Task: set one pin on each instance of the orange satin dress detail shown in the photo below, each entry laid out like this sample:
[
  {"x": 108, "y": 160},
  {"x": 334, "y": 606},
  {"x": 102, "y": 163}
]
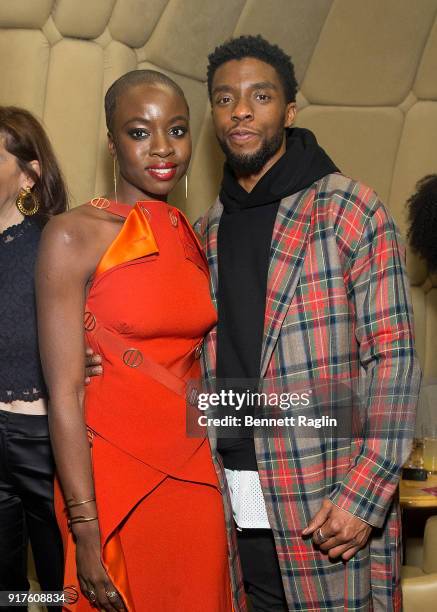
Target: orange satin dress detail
[{"x": 159, "y": 505}]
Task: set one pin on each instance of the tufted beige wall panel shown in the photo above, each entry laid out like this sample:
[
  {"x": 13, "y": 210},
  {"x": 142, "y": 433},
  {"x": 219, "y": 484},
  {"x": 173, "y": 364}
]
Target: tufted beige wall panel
[{"x": 368, "y": 75}]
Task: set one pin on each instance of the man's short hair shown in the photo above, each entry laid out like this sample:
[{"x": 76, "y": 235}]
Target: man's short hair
[
  {"x": 131, "y": 79},
  {"x": 258, "y": 48}
]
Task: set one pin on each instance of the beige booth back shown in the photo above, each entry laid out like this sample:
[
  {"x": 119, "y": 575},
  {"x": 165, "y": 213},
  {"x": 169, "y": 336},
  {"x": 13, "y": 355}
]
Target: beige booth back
[{"x": 368, "y": 88}]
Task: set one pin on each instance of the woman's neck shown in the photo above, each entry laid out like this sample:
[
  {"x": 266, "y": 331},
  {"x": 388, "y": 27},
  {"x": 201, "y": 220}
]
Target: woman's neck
[{"x": 9, "y": 215}]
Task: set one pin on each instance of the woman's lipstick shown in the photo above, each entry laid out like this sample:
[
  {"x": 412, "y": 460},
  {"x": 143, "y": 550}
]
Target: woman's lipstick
[{"x": 162, "y": 172}]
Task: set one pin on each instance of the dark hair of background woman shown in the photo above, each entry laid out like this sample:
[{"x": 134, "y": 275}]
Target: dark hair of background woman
[
  {"x": 422, "y": 215},
  {"x": 24, "y": 137}
]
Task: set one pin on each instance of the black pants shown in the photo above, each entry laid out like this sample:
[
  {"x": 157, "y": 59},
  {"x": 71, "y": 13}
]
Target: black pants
[
  {"x": 26, "y": 504},
  {"x": 261, "y": 573}
]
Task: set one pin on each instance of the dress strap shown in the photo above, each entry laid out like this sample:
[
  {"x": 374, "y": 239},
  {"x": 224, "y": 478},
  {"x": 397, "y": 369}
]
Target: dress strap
[{"x": 116, "y": 208}]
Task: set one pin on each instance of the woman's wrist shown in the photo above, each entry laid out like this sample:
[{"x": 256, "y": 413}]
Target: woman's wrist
[{"x": 86, "y": 532}]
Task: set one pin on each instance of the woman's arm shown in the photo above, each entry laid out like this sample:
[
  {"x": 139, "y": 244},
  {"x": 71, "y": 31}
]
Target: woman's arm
[{"x": 63, "y": 268}]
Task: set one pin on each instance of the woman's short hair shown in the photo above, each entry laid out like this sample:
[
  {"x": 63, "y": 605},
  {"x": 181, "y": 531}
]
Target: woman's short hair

+++++

- **INSTRUCTIONS FOR THE TASK**
Go through all of the entries above and change every "set one pin" to "place one marker", keeping everything else the same. Leave the pictures out of your answer.

- **SOLVED PROBLEM**
Task: place one marker on each instance of the orange satin dress detail shown in the photo below, each entry laid out like this sample:
[
  {"x": 108, "y": 160},
  {"x": 334, "y": 606},
  {"x": 102, "y": 163}
]
Target: orange satin dress detail
[{"x": 159, "y": 505}]
Task: place one marker on each instance of the tufted beige wall panel shown in the photo above, each entry laid out like this sample:
[
  {"x": 13, "y": 210},
  {"x": 142, "y": 433},
  {"x": 219, "y": 484},
  {"x": 173, "y": 364}
]
Target: tufted beige wall panel
[{"x": 368, "y": 75}]
Task: place one marker on each instance of the man's short hair shown in the photo above, each entry laid out like this sample:
[{"x": 76, "y": 235}]
Target: man's short hair
[
  {"x": 131, "y": 79},
  {"x": 258, "y": 48}
]
Task: place one marker on each instance of the beige booth back shown in the photo above, each entry laid out like this sample:
[
  {"x": 119, "y": 575},
  {"x": 165, "y": 213},
  {"x": 169, "y": 336},
  {"x": 13, "y": 355}
]
Target: beige booth back
[{"x": 368, "y": 88}]
Task: place one marker on each instance of the woman's neck shown in the photo above, each entry laid out like this sample:
[
  {"x": 266, "y": 331},
  {"x": 388, "y": 27},
  {"x": 201, "y": 220}
]
Target: woman's neck
[{"x": 9, "y": 215}]
Task: place one marker on each instance of the woman's lipstick shown in the photo above, each entry laid out like this sample:
[
  {"x": 412, "y": 460},
  {"x": 143, "y": 550}
]
Target: woman's lipstick
[{"x": 162, "y": 172}]
Task: place one marker on each instance of the dark hair of background woman shown in the photo above, each entry laid out like this sample:
[{"x": 134, "y": 275}]
Target: dark hair of background woman
[
  {"x": 422, "y": 215},
  {"x": 24, "y": 137}
]
Task: place one marker on each instance of the black pants shown in the photo above, each entry laid out like this sample:
[
  {"x": 157, "y": 59},
  {"x": 71, "y": 13}
]
Target: black pants
[
  {"x": 26, "y": 504},
  {"x": 261, "y": 573}
]
Task: place one marker on each instance of the dress strap shown in the photo above, each entry laid out like this sample:
[
  {"x": 374, "y": 239},
  {"x": 224, "y": 478},
  {"x": 397, "y": 369}
]
Target: dress strap
[{"x": 116, "y": 208}]
Task: place one marker on each instance of the woman's wrist shown in the photo above, each entry laid out like this sample:
[{"x": 256, "y": 413}]
Target: woman's wrist
[{"x": 86, "y": 532}]
Task: place one marker on each instance of the woman's arm shown in the photo above, each entry laid out like this sample:
[
  {"x": 139, "y": 244},
  {"x": 71, "y": 31}
]
Target: woman's arm
[{"x": 63, "y": 268}]
Task: place one marker on each instance of the woman's short hair shown in the photo above, each entry laid out like this sample:
[
  {"x": 63, "y": 605},
  {"x": 181, "y": 531}
]
Target: woman's short hair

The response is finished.